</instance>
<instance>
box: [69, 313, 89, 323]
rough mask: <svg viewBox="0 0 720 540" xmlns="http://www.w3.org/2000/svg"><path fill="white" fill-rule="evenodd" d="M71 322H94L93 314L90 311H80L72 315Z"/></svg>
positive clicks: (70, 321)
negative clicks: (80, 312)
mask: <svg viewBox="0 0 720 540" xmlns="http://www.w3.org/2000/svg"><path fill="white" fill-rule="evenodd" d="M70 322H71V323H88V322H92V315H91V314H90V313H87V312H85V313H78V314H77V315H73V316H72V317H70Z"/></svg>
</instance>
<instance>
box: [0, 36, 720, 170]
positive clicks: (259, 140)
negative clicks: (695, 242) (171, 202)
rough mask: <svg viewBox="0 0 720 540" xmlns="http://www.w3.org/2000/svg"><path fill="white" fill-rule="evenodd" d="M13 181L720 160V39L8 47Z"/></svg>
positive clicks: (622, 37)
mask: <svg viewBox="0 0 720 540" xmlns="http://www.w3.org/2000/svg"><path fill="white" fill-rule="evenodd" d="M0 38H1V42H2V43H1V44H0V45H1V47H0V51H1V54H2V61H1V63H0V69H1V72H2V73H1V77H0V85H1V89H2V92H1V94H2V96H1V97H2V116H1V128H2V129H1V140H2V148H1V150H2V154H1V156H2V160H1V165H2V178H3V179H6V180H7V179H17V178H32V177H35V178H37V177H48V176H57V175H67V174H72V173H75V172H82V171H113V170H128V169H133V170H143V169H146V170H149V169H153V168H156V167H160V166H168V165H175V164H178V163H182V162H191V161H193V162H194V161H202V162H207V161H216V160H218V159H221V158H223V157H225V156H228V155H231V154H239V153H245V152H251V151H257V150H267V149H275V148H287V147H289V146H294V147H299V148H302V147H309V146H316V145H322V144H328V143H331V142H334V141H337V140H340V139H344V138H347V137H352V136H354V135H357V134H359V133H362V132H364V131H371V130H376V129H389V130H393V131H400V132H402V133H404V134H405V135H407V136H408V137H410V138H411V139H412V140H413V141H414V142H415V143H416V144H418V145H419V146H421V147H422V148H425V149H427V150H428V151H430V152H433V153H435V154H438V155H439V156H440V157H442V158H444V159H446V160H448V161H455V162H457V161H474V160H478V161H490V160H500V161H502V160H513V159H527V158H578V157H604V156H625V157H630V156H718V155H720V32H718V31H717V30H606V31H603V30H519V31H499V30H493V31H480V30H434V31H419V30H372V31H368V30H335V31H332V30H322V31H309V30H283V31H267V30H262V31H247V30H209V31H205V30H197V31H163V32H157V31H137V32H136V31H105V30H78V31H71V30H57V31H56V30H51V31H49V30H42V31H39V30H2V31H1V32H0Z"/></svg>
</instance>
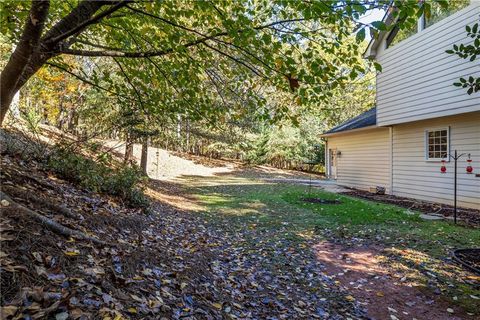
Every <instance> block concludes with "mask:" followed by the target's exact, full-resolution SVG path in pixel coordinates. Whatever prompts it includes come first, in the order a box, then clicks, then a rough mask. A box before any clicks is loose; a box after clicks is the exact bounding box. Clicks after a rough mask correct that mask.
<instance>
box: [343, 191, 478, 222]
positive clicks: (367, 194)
mask: <svg viewBox="0 0 480 320" xmlns="http://www.w3.org/2000/svg"><path fill="white" fill-rule="evenodd" d="M342 194H344V195H348V196H352V197H356V198H362V199H367V200H373V201H378V202H382V203H388V204H394V205H397V206H400V207H403V208H408V209H410V210H415V211H419V212H422V213H425V214H432V215H440V216H444V217H453V206H450V205H447V204H440V203H435V202H427V201H420V200H416V199H412V198H404V197H397V196H393V195H390V194H383V195H380V194H375V193H371V192H368V191H363V190H357V189H350V191H348V192H343V193H342ZM457 218H458V219H459V220H461V221H462V222H463V223H464V224H467V225H469V226H473V227H480V210H476V209H469V208H458V209H457Z"/></svg>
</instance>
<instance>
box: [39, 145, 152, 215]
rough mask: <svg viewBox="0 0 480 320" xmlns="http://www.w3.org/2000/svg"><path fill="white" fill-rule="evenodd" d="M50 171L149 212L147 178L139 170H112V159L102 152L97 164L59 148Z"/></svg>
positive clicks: (140, 171) (61, 148)
mask: <svg viewBox="0 0 480 320" xmlns="http://www.w3.org/2000/svg"><path fill="white" fill-rule="evenodd" d="M46 165H47V168H48V169H50V170H52V171H53V172H55V173H56V174H57V175H59V176H60V177H62V178H63V179H65V180H68V181H72V182H74V183H77V184H79V185H80V186H81V187H83V188H85V189H87V190H90V191H94V192H99V193H106V194H110V195H113V196H118V197H119V198H120V199H122V200H123V201H125V203H126V204H128V205H130V206H133V207H140V208H144V209H146V208H147V207H148V201H147V199H146V197H145V195H144V193H143V187H142V185H143V182H144V179H145V177H144V176H143V175H142V173H141V170H140V169H139V168H138V167H134V166H131V165H118V166H116V167H115V168H113V167H112V160H111V157H109V155H107V154H103V153H101V154H100V155H99V156H97V159H96V161H95V160H92V159H90V158H87V157H86V156H83V155H82V154H80V153H78V151H75V150H74V149H72V148H65V147H61V146H57V147H55V148H54V149H53V150H52V152H51V153H50V155H49V158H48V161H47V163H46Z"/></svg>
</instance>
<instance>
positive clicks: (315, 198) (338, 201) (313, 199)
mask: <svg viewBox="0 0 480 320" xmlns="http://www.w3.org/2000/svg"><path fill="white" fill-rule="evenodd" d="M302 201H304V202H309V203H320V204H340V203H342V202H341V201H340V200H336V199H335V200H330V199H320V198H302Z"/></svg>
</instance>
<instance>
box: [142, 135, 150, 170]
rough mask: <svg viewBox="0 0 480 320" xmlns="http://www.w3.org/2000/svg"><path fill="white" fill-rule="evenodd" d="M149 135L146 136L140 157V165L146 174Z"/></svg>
mask: <svg viewBox="0 0 480 320" xmlns="http://www.w3.org/2000/svg"><path fill="white" fill-rule="evenodd" d="M149 140H150V138H149V137H144V138H143V142H142V157H141V159H140V167H141V168H142V171H143V173H144V174H145V175H148V174H147V162H148V141H149Z"/></svg>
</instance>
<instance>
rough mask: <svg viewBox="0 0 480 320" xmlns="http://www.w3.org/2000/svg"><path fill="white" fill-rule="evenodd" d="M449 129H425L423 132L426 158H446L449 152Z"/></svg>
mask: <svg viewBox="0 0 480 320" xmlns="http://www.w3.org/2000/svg"><path fill="white" fill-rule="evenodd" d="M449 140H450V137H449V129H448V128H443V129H438V130H427V131H426V132H425V142H426V152H425V156H426V158H427V160H442V159H446V160H448V159H447V157H448V153H449V149H450V148H449V147H450V146H449Z"/></svg>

Work required: Reproduce the data word for word, starting at its first line and ending with the line that contains "positive clicks: (70, 321)", with both of those lines included.

Finished exercise:
</instance>
<instance>
box: [69, 313, 89, 323]
rough mask: <svg viewBox="0 0 720 540" xmlns="http://www.w3.org/2000/svg"><path fill="white" fill-rule="evenodd" d="M71 322H94L93 314L90 311H80L72 315Z"/></svg>
positive clicks: (70, 321)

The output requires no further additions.